TEXTAUSZUG:
Gibt es irgendeine Erklärung dafür, warum man Bewusstsein nicht für grundlegende Wahrnehmungsprozesse, aber für einige komplexere benötigt?

Nicht, dass ich wüsste. Lange dachten wir, dass Bewusstsein und Aufmerksamkeit dasselbe seien oder einfach zusammenarbeiteten. Dann wurde klar, dass Aufmerksamkeit vollkommen von Bewusstsein getrennt werden kann, weil man Bewusstsein auch ohne Aufmerksamkeit haben kann. Das wurde in Dual-Task-Experimenten gezeigt. Umgekehrt demonstrieren Blindsicht-Studien, dass man durch Aufmerksamkeit geleitet werden kann, ohne sich darüber bewusst zu sein.

Ist das der Unterschied zwischen einem intelligenten Computer und einem Menschen? Es ist zwar möglich, dass ein Computerprogramm Kanten oder Bewegung entdeckt, doch der Unterschied würde darin liegen, dass es kein Bewusstsein hat.

Als ich auf dem Gebiet der Künstlichen Intelligenz forschte, stand ich vor dem Problem, dass es sehr viele verschiedene Definitionen vom Begriff der Künstlichen Intelligenz gab, ebenso wie vom Begriff des Bewusstseins. Mein Favorit ist: "Ich weiß nicht, was es ist, doch werde es erkennen, wenn ich es sehe." Solange wir keine Definition des Bewusstseins haben, können wir nicht wirklich sagen, dass jemand oder etwas Bewusstsein hat oder nicht. Roboter können nicht zu unserem Verständnis beitragen. Sie sind einfach nicht komplex genug – sie erscheinen nur intelligent. Die Frage nach Computern liegt in der Zukunft. Wir müssen zuerst die Frage klären, ob weitere Primaten und andere Tierarten Bewusstsein haben – bevor wir uns den Robotern zuwenden.

ERFASSTE DATEN:
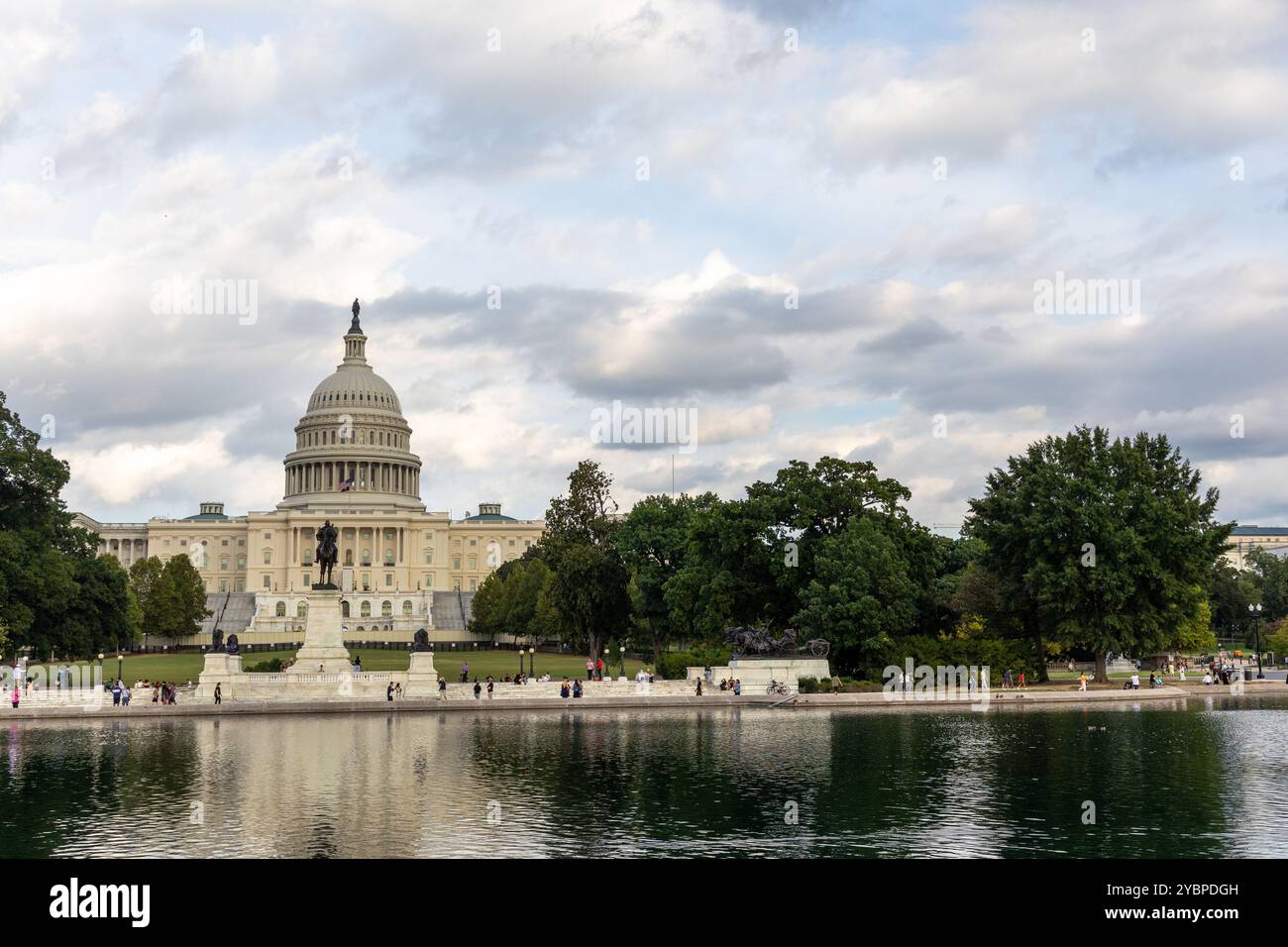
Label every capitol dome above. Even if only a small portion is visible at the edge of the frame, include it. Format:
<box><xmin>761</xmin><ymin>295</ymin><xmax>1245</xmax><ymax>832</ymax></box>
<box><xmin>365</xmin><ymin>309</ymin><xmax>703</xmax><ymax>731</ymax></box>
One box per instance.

AUFGABE: Gib bitte den Textauszug über Bewusstsein beginnend mit „Als ich auf“ und fortlaufend bis einschließlich „den Robotern zuwenden.“ wieder und ersetze darin „Favorit“ durch „Lieblingssatz“.

ANTWORT:
Als ich auf dem Gebiet der Künstlichen Intelligenz forschte, stand ich vor dem Problem, dass es sehr viele verschiedene Definitionen vom Begriff der Künstlichen Intelligenz gab, ebenso wie vom Begriff des Bewusstseins. Mein Lieblingssatz ist: "Ich weiß nicht, was es ist, doch werde es erkennen, wenn ich es sehe." Solange wir keine Definition des Bewusstseins haben, können wir nicht wirklich sagen, dass jemand oder etwas Bewusstsein hat oder nicht. Roboter können nicht zu unserem Verständnis beitragen. Sie sind einfach nicht komplex genug – sie erscheinen nur intelligent. Die Frage nach Computern liegt in der Zukunft. Wir müssen zuerst die Frage klären, ob weitere Primaten und andere Tierarten Bewusstsein haben – bevor wir uns den Robotern zuwenden.